-- Start of INPUT MATERIAL --
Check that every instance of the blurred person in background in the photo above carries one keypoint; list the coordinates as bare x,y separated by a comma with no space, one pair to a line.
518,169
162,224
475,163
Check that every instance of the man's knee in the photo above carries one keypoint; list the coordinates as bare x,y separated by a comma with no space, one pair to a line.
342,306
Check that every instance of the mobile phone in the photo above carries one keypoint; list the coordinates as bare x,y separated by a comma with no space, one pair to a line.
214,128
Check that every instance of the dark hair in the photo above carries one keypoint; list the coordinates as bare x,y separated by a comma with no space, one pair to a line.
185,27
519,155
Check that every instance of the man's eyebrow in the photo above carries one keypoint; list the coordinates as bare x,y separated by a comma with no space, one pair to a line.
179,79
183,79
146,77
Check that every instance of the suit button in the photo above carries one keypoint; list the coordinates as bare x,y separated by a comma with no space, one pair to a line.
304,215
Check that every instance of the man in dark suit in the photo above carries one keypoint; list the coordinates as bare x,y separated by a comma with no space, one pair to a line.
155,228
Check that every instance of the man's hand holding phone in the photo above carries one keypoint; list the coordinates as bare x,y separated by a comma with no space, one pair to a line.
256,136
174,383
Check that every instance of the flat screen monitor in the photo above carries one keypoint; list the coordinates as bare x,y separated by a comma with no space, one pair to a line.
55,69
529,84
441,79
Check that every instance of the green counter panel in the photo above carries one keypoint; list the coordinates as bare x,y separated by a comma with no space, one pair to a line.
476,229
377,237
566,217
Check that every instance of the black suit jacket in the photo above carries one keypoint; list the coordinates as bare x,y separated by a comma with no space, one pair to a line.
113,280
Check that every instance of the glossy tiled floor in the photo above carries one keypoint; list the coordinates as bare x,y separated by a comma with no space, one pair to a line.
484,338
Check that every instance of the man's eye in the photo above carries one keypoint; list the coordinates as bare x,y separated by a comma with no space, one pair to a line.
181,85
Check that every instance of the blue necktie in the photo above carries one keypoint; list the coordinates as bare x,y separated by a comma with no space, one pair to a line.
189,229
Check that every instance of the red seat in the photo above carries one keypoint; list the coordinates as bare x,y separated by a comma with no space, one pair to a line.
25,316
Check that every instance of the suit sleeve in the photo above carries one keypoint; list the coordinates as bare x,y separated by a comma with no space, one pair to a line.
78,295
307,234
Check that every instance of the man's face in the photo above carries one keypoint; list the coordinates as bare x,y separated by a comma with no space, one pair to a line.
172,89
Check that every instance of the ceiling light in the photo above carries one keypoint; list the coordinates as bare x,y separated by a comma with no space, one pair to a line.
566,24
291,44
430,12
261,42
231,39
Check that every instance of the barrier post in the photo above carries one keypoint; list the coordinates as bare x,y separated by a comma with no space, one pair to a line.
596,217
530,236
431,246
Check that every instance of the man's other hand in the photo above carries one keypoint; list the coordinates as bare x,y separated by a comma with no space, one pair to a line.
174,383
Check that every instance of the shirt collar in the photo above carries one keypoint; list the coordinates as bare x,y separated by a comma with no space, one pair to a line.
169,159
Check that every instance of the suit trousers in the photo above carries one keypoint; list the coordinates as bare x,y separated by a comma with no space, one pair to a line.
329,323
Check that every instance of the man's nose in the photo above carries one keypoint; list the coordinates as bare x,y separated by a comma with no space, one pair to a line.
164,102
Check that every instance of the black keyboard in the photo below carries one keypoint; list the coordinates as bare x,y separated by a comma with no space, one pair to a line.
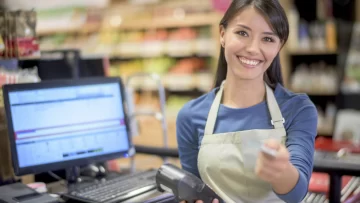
115,189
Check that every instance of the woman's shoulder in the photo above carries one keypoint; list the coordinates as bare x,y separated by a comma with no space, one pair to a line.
295,106
294,99
199,105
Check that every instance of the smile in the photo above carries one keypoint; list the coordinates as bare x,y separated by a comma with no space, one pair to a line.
248,61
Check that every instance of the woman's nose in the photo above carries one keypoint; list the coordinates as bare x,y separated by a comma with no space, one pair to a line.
253,47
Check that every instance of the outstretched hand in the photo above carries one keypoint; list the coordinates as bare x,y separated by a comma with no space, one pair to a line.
200,201
269,168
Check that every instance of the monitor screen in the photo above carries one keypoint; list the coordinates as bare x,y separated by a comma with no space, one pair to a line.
-- End of INPUT MATERIAL --
*YOUR GOAL*
Present the lines above as a numbered list, dropping any blank lines. Leave the pictures out of your answer.

*EXERCISE ANSWER*
1. Check that every instance of the blurred person in background in the photo above carries one keypoint; list the coordinates as bare x,y separated by a comma with no space, one pair to a line.
2. 518,169
3. 162,224
4. 475,163
5. Check that every instance of the man's knee in the photo above carries one keypoint; list the coordinates as bare x,y separated by a comma with no space, one pair to a line.
6. 342,306
7. Check that every instance of the mobile phone in the photo above carries one keypoint; list the coordinates as bare x,y separated by a comma with no space, one pair to a line.
8. 214,128
9. Check that every instance of the dark hair in the photo above carries one keypoint; list the coordinates as bare x,y separated by a comma with no space, one pair to a line.
10. 185,27
11. 519,155
12. Check that every instance of the man's eyebrow in the photo above carries one keypoint; list the coordinates as bare x,y separated by a comma with no space, one pair to a line.
13. 179,79
14. 183,79
15. 146,77
16. Check that every instance of the suit button in the photo above carries one keypoint; list the coordinates as bare x,y separated by a comma with no space, one pair to a line.
17. 304,215
18. Check that every instance of the man in dark suit in the photo above carries one keypoint; list the coordinates as bare x,y separated by a comma with no space, one pair to a line.
19. 155,228
20. Check that every instance of the man's hand holding phone in the photo above carries one keypoint; list the coordinates as bare x,y separated by a comma with no space, one pair to a line.
21. 256,136
22. 174,383
23. Check that every instance of the flat screen monitor in the photo above carries one keypoint; list the coordinates as bare x,y separated by a comma with no space, one pair to a line.
24. 55,69
25. 529,84
26. 441,79
27. Check that every instance of the green counter panel in the photo above carries one keypoint; list the coordinates as bare x,y separated by a comma with no space, one pair to a line.
28. 476,229
29. 377,237
30. 566,217
31. Check that every instance of the black suit jacket in the photo above carries one keypoint; list the coordinates as bare x,y separated by a comma with no space, one pair to a line.
32. 113,280
33. Check that every instance of the glossy tiled floor in the photo above carries one keypoint; list the coordinates as bare x,y separated by a comma with no space, one pair to a line.
34. 484,338
35. Check that every instance of the man's eye in the photo above carries one keypoint; list the coordinates as bare x,y separated by a comma with no space, one pair to a line.
36. 181,85
37. Check that every instance of the blue necktie in the photo above carries one keypoint; list the coordinates as bare x,y separated by a comma with no space, one pair to a line.
38. 189,229
39. Check that every instance of the red seat in the photo above carries one keypoint; list the coordinates as bare x,y separated by a comma with no space, one pair to a line.
40. 25,316
41. Check that every instance of the suit sleeve in the photo above carries one keypoint; list the coordinates as bare x,y separated by a comma with no space, one pair to a line.
42. 78,295
43. 307,234
44. Check that every instance of the man's face in the photo above carries one keypoint; list the coordinates as bare x,y separated by a comma with no space, one pair to a line.
45. 172,89
46. Check that every instance of the ceiling light in the photo above carries one keypoint; list the coordinates as bare x,y separated by a comma with no space, one pair to a line.
47. 566,24
48. 291,44
49. 430,12
50. 261,42
51. 231,39
52. Check that every instance of the barrier post in the photo above carries one keypoint; list the coordinates as bare x,y separated by a comma with no space, one pair to a line.
53. 596,217
54. 530,236
55. 431,246
56. Check that every instance of the man's other hand in the photo above carries one keypoint; list the coordinates as bare x,y separated by a comma with no space, one pair to a line.
57. 174,383
58. Check that every instance of the shirt collar in the photo above carries one keypoint; list the coordinates as bare x,y separated by a comma with no space, one pair to a line.
59. 169,159
60. Check that every instance of the suit trousers in the photo above carries one keypoint; list the coordinates as bare x,y separated by a comma with no space, one pair to a line.
61. 329,323
62. Check that every instance of the man's nose in the photo above carries one keypoint; list the coordinates as bare x,y separated by a comma with no space, one pair to a line.
63. 164,102
64. Check that every instance of the black keyboard in the photo below carries one keypoint; list the coordinates as bare x,y separated by a comma with no space, one pair to a line.
65. 115,189
66. Check that every instance of the woman's shoulder in the photo above carries one keypoint; list the coordinates as bare x,y separated by a comma with no space, one pair to a line.
67. 295,106
68. 294,99
69. 199,105
70. Check that every instance of the smile in the photo above carries one keypoint; list the coordinates as bare x,y separated by a comma with no space, one pair to a line.
71. 248,61
72. Check that every instance of the woman's nose in the photo above carries one keypoint; list the coordinates as bare x,y separated by a comma with no space, one pair to a line.
73. 253,47
74. Check that every instance of the outstretched hand in the photo above carries one keypoint; list the coordinates as bare x,y separated by a comma with no space, one pair to a line.
75. 200,201
76. 269,168
77. Check that every instance of the monitor screen in the photo above carries one keypoint; list the coordinates as bare x,y separated by a comma with no space, one pair to a line.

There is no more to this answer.